Objective: Your task is to transcribe the data in full.

◇ ◇ ◇ ◇ ◇

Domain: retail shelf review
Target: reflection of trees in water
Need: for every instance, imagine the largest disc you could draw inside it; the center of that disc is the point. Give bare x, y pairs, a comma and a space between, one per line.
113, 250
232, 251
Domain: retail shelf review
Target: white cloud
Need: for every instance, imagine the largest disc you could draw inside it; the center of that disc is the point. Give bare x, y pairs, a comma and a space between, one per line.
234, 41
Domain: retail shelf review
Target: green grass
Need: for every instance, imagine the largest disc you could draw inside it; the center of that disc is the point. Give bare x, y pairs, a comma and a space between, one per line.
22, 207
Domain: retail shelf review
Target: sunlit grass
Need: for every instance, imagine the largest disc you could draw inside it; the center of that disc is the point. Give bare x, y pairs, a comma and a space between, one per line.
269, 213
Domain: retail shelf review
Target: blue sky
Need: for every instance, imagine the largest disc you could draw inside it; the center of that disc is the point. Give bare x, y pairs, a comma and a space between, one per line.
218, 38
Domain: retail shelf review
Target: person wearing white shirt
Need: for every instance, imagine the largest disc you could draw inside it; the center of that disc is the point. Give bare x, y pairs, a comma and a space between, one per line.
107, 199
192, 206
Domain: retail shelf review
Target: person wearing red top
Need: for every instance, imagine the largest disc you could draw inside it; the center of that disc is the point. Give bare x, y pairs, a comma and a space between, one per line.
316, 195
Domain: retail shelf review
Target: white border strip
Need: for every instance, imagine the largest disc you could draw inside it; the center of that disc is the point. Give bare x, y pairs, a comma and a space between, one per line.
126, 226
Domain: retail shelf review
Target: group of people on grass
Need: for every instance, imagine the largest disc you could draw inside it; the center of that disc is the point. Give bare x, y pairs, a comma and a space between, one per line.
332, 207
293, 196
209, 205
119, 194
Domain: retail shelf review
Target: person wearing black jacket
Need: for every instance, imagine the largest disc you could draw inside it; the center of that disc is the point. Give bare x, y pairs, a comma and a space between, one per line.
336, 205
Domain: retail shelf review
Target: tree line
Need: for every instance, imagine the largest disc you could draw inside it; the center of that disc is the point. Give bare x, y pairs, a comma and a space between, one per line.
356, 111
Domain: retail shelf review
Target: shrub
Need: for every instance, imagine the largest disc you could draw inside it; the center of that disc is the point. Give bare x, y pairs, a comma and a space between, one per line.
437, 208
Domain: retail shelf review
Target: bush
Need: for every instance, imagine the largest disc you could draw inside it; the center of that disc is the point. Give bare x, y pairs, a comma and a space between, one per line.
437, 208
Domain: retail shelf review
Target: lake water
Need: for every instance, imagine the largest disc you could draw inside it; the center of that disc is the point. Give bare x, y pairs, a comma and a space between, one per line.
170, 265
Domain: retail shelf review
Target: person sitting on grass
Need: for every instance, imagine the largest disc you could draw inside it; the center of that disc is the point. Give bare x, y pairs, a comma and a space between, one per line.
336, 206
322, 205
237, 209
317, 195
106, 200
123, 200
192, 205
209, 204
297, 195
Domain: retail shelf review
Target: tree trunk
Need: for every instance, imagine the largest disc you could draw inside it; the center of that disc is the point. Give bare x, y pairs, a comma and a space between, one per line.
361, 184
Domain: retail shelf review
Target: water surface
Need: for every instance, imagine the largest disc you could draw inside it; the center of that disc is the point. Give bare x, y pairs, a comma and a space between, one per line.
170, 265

◇ ◇ ◇ ◇ ◇

Task answer:
Domain: retail shelf review
Target: reflection of trees in water
Need: for every instance, imagine the largest disc you could draw inside it; the center of that disc is the point. Give bare x, y pairs, a comma and a space between, one per line.
113, 250
232, 251
Domain: retail shelf review
Target: white cloud
Need: for every instance, imagine the largest disc you could draw inside it; the center of that disc is the point. Give bare x, y pairs, a comma and a space between, one per line.
234, 41
Domain: retail shelf review
Target: green grass
Need: for every instance, imagine the largest disc you could draw inside it; the center of that disc is the point. Give bare x, y pairs, a comma and a space between, one per line.
22, 207
Domain: retail shelf review
Target: sunlit grass
Need: for every instance, imagine the largest disc you could draw inside it; the center of that disc is the point. Give bare x, y pairs, a comma and a space between, one per line.
269, 213
Domain: retail shelf review
Target: blue sky
Need: for every instance, imagine the largest disc you could draw inside it; the center of that disc is the point. Give bare x, y pairs, a comma and a space between, one per line.
218, 38
Domain: retail shelf review
Target: person wearing white shirt
Need: for every instance, imagine the largest disc you could draw inside it; the center of that disc is the point. Give bare x, y pairs, a comma and a space between, one per line.
107, 199
192, 206
Domain: retail shelf review
Target: person wearing red top
Need: for every instance, imagine the largest disc you could draw inside it; the center of that disc is the point. Give bare x, y pairs, a comma and a space between, one per line.
316, 195
Domain: retail shelf review
Target: white border strip
Need: for every instance, imagine the largest disc you could draw inside it; the center of that disc is the point. Give bare x, y pairs, a comma and a space between, one per line.
126, 226
Domain: retail shelf review
Target: group of people on grass
Need: for every instance, imagine the largest disc you could draw inside it; the center of that disc is the point. Give bare x, y pairs, a comma and a space between, one per line.
332, 207
293, 196
209, 205
119, 194
Domain: retail shelf review
Target: person wearing black jacket
Need: for every instance, imagine the largest disc you could draw inside it; the center of that disc is the point. Give bare x, y pairs, a comma and a space between, one per line.
336, 205
Domain: retail shelf review
Target: tree line
Need: for every instance, imagine the largest disc you could draw inside it; the center of that disc is the point. Give bare x, y pairs, a comma and a space between, one per line.
356, 111
Domain: retail shelf review
Target: shrub
Need: for every instance, imagine the largest disc you could draw inside it; the center of that disc is the point. Give bare x, y pairs, a comma and a space between, one per line.
437, 208
Domain: retail shelf review
Target: bush
Need: for every instance, imagine the largest disc you could draw inside it; the center of that disc is the point. Give bare x, y pairs, a comma and a space between, one per line.
437, 208
Domain: retail shelf review
Target: lake water
Need: for every instance, imagine the largest disc you could draw inside it; the center of that disc is the point. Give bare x, y pairs, a comma and a space between, one per line.
170, 265
Domain: retail shelf review
Target: person sitting on grass
Need: for every instance, imagine the largest disc you could draw inside it; the center of that disc is the point. Give bare x, y pairs, a comma and a space between, one per line.
336, 206
322, 205
237, 209
317, 195
106, 200
123, 200
192, 205
209, 204
297, 195
Domain: retail shelf review
Target: tree trunk
Need: for every instance, imagine the largest disc you could draw inside it; the center of that disc is the point. Give bare x, y pairs, a comma and a space between, one per line.
361, 184
Domain: retail shelf review
Target: water surface
Need: for every instance, imagine the largest disc you could draw inside it; the center of that disc is the point. Give bare x, y pairs, a comma and a space between, one per line.
170, 265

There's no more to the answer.